→ **Passage to read**
[Start of section]

Pitrakinra

Clinical data
- Trade names: Aerovant
- Routes of administration: Inhalation, (subcutaneous injection)
- ATC code: none;

Legal status
- Legal status: Investigational;

Identifiers
- IUPAC name L-methionyl-[121-aspartic acid, 124-aspartic acid]interleukin-4;
- CAS Number: 1017276-51-5;
- ChemSpider: none;
- ChEMBL: ChEMBL2109159;

Chemical and physical data
- Formula: C_{651}H_{1054}N_{190}O_{200}S_{8}
- Molar mass: 14999.20 g·mol^{−1}

= Pitrakinra =

Pitrakinra (trade name Aerovant) is a 15-kDa human recombinant protein of wild-type human interleukin-4 (IL-4). It is an IL-4 and IL-13 antagonist that has been studied in a phase IIb clinical trial for the treatment of asthma. Two point mutations on pitrakinra (position 121 mutated from arginine to aspartic acid and position 124 mutated from tyrosine to aspartic acid) confer its ability to block signaling of IL-4 and interleukin-13 (IL-13) by preventing assembly of IL-4 receptor alpha (IL-4Rα) with either IL-2Rγ or IL-13Rα. Upregulation of Th2 cytokines, including IL-4 and IL-13, is thought to be critical for the allergic inflammation associated with atopic diseases such as asthma and eczema. The targets of pitrakinra action are inflammatory cells (dendritic cells, Th2 cells, B cells) and structural cells (smooth muscle, endothelium, epithelium) that express IL-4Rα.
The drug has been applied both as a subcutaneous injection and as an inhalation, but the latter formulation proved to be more effective.

==Mechanism of action==
Asthma results from a dysregulated, hyperresponsive immune response in the airways. Some immune cells in allergic asthmatics respond aggressively to foreign allergens with the release of IL-4 and 13, two key mediators that initiate a cycle of inflammation in the lung. Pitrakinra is an antagonist of the interleukin-4 receptor alpha chain, a protein that is also part of IL-13. It thereby blocks the inflammatory effects of IL-4 and IL-13, interrupting the Th2 lymphocyte immune response.

[End of section]

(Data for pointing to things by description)
[Start of section]

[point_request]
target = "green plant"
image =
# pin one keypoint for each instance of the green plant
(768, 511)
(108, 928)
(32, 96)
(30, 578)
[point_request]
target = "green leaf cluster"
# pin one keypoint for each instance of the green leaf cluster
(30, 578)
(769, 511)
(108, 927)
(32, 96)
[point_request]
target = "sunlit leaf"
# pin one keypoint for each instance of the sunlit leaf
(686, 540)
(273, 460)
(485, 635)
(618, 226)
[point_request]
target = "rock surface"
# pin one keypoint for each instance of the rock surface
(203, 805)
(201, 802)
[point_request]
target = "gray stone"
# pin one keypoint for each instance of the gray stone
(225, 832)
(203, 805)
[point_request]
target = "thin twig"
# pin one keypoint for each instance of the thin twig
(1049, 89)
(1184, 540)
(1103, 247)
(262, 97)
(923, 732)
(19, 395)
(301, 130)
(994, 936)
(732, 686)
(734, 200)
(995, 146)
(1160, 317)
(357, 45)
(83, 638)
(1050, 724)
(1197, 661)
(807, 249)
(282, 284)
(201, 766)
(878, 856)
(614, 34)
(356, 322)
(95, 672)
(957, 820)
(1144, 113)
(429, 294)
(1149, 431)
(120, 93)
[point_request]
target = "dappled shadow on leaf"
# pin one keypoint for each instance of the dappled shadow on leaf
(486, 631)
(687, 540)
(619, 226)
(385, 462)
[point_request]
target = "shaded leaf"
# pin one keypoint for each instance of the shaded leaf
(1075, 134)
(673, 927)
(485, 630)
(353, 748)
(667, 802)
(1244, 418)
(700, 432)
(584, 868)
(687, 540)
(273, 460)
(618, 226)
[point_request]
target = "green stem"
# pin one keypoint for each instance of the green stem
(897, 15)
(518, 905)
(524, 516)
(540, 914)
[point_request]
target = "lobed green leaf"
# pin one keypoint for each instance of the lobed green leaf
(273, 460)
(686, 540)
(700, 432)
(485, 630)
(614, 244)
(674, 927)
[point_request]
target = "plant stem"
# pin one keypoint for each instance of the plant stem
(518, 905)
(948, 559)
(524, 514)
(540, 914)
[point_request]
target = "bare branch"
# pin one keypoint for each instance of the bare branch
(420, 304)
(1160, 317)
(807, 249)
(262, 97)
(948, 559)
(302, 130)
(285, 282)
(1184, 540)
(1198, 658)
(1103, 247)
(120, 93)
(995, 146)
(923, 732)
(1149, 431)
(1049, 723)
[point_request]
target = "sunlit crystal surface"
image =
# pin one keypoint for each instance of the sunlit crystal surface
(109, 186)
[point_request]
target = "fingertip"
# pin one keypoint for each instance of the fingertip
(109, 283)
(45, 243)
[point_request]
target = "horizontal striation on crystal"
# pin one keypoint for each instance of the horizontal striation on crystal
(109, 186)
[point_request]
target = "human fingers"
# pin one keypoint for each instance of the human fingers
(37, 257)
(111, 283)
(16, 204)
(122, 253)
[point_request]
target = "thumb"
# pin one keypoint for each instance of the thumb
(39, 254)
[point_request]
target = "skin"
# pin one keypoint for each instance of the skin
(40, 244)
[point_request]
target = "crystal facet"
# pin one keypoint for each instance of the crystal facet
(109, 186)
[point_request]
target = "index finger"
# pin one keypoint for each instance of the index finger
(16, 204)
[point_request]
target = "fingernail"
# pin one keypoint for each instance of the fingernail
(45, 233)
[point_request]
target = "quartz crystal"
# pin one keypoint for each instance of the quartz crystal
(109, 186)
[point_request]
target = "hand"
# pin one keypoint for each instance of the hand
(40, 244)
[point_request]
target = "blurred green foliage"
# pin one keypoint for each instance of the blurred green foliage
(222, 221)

[End of section]

→ **Your tasks**
1: List every type of cell that the pitrakinra article names as a target of the drug's action.
2: Pick up the pitrakinra article after its final sentence and carry it on.

→ **Results of the tasks**
1: dendritic cells, Th2 cells, B cells, smooth muscle, endothelium, epithelium

2:
Pitrakinra protects allergic cynomolgus monkeys from allergen-induced airways hyper-responsiveness and lung eosinophilia in both prophylactic and therapeutic model settings. Subcutaneous injection of pitrakinra in human patients with severe atopic eczema for 4 weeks or more decreases the eczema clinical score and circulating IgE concentrations, and normalized T-cell subsets. Decreases in Forced Expiratory Volume in 1 s (FEV1) after allergen challenge after 4 weeks of inhalation of pitrakinra supports the hypothesis that dual inhibition of IL-4 and IL-13 can affect the course of the late asthmatic response after experimental allergen challenge. The reduced frequency of spontaneous asthma attacks requiring rescue medication use suggests that the use of pitrakinra improves the control over asthma symptoms.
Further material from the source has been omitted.